Supreme Court Justices Question Arguments Against Controversial Ariz. Immigration Law

Valeria Fernandez

 

From New America Media:

 

WASHINGTON – U.S. Supreme Court justices expressed skepticism over the federal government’s arguments April 25  in a hearing on Arizona’s controversial immigration law SB 1070. The justices could issue a decision as early as June.

 

Among the key questions at the heart of the case is whether states can enforce their own immigration laws.

 

During the hearing, justices questioned the argument used by the Obama administration’s Solicitor General Donald Verrilli that Arizona law would interfere with federal priorities for immigration enforcement whose stated focus is on criminals.

 

Justices examined four provisions of the Arizona law that were enjoined by lower federal courts. These include the requirement for law enforcement to inquire about an individual’s immigration status based on “reasonable suspicion,” penalties for not having legal documents to be in the state, making it a crime to seek employment as an undocumented immigrant, and the authorization of warrantless arrests of individuals.

 

Verrilli tried to persuade the justices to look at the overall impact the law could have when all of its provisions work together, leading to “massive incarceration of people who are illegally present” and raising concerns over U.S. relations with other countries.

 

The argument didn’t seem to convince some of the justices.

 

“Why don’t we avoid foreign international problems by simply deporting these people?” asked Justice Antonin Scalia.

 

Justices paid particular attention to the provision that mandates local police to ask about someone’s immigration status during a traffic stop. Alabama’s immigration law HB 56 has a similar provision that, unlike SB 1070, has gone into effect.

 

Chief Justice John Roberts pointed out that mandating local police in Arizona to run immigration checks by calling immigration authorities wouldn’t interfere with federal priorities, since the decision of whether to take the person into custody for removal was still left up to the federal agencies.

 

“It seems to me the federal government doesn’t want to know who is here illegally or not,” said Roberts.

 

Justice Anthony Kennedy, considered to be the swing vote, didn’t seem to buy into the federal government’s argument either.

DATA ROWS »

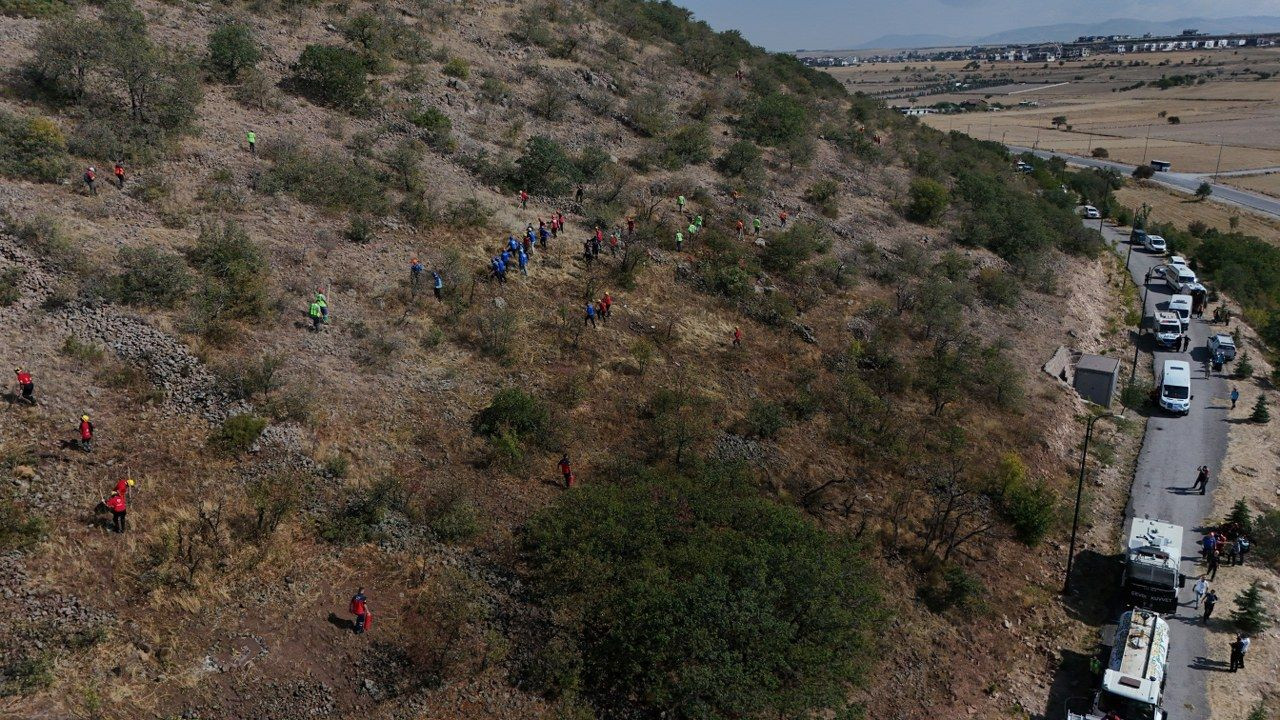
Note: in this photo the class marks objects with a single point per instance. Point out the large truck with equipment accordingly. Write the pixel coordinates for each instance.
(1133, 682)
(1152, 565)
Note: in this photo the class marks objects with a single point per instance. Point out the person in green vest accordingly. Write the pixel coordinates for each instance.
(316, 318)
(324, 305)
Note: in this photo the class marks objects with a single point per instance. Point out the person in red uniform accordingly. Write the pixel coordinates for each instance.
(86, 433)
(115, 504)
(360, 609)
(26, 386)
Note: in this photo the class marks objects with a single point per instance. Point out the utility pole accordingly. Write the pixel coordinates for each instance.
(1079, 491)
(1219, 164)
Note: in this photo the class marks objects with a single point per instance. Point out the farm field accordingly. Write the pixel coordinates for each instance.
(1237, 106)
--
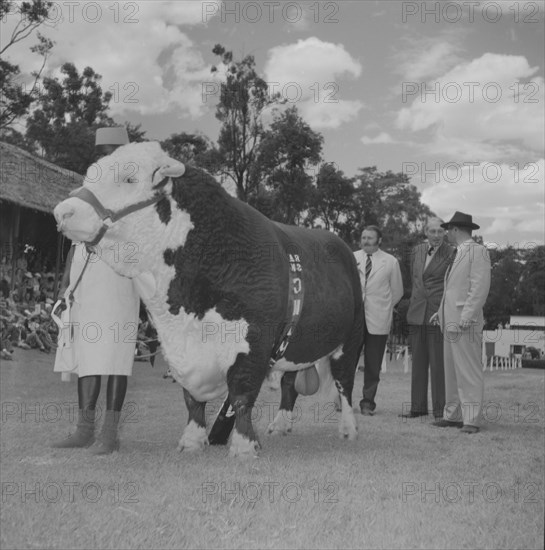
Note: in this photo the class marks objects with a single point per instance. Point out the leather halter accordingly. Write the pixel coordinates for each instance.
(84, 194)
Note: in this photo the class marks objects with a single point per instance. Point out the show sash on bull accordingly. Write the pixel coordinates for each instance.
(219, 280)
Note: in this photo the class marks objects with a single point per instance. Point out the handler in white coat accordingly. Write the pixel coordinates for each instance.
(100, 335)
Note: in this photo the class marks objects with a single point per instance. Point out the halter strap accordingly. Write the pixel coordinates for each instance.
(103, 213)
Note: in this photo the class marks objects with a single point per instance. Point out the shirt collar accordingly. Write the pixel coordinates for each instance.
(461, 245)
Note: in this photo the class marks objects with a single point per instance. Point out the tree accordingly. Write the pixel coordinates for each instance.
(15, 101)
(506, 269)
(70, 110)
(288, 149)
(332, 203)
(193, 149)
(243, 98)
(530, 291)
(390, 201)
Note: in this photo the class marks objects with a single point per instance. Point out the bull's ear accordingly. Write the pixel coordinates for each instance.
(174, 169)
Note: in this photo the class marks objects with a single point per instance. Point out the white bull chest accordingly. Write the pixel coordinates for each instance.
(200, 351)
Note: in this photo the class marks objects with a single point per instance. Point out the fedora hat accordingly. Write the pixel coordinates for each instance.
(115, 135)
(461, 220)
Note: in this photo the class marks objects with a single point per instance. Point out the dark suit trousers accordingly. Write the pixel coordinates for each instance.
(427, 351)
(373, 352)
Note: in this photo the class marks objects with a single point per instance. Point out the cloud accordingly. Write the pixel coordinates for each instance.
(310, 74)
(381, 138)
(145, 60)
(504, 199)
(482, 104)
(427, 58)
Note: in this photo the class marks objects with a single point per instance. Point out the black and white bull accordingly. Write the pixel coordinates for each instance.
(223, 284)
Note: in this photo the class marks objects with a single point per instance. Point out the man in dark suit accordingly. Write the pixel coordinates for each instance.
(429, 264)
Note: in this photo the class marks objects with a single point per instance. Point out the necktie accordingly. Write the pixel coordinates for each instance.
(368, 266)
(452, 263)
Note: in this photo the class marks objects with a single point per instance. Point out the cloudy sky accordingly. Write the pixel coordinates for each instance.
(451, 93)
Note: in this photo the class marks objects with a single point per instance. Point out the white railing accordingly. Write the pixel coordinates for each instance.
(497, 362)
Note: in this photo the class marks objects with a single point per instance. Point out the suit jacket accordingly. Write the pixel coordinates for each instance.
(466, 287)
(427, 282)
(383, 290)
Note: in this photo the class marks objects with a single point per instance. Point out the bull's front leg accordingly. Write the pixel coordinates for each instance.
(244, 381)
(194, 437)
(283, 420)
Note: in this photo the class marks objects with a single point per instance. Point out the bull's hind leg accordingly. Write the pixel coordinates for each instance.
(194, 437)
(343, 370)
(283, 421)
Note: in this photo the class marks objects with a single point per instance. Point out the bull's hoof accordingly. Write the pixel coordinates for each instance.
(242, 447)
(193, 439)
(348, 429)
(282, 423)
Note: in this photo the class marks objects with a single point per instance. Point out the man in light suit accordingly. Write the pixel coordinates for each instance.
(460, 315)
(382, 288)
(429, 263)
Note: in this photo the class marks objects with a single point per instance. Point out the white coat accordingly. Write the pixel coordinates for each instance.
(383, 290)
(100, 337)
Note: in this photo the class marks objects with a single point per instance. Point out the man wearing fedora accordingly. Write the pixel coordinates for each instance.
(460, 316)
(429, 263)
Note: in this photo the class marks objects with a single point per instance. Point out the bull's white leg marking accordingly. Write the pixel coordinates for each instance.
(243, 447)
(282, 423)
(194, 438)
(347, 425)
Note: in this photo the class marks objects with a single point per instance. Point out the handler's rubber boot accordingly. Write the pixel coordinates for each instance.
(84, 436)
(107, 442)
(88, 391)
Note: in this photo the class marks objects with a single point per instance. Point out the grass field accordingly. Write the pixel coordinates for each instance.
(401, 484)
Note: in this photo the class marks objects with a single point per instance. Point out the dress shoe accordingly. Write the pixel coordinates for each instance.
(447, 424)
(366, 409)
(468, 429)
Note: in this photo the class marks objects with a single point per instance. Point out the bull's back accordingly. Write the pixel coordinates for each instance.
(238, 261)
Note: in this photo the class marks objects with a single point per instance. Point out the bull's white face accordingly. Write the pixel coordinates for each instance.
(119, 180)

DO THIS » Write out, word for word, the part of the Arizona immigration law article that begins at the words "During the hearing, justices" and stops after "is on criminals.". The rows that come after the article are separate material.

EXERCISE ANSWER »
During the hearing, justices questioned the argument used by the Obama administration’s Solicitor General Donald Verrilli that Arizona law would interfere with federal priorities for immigration enforcement whose stated focus is on criminals.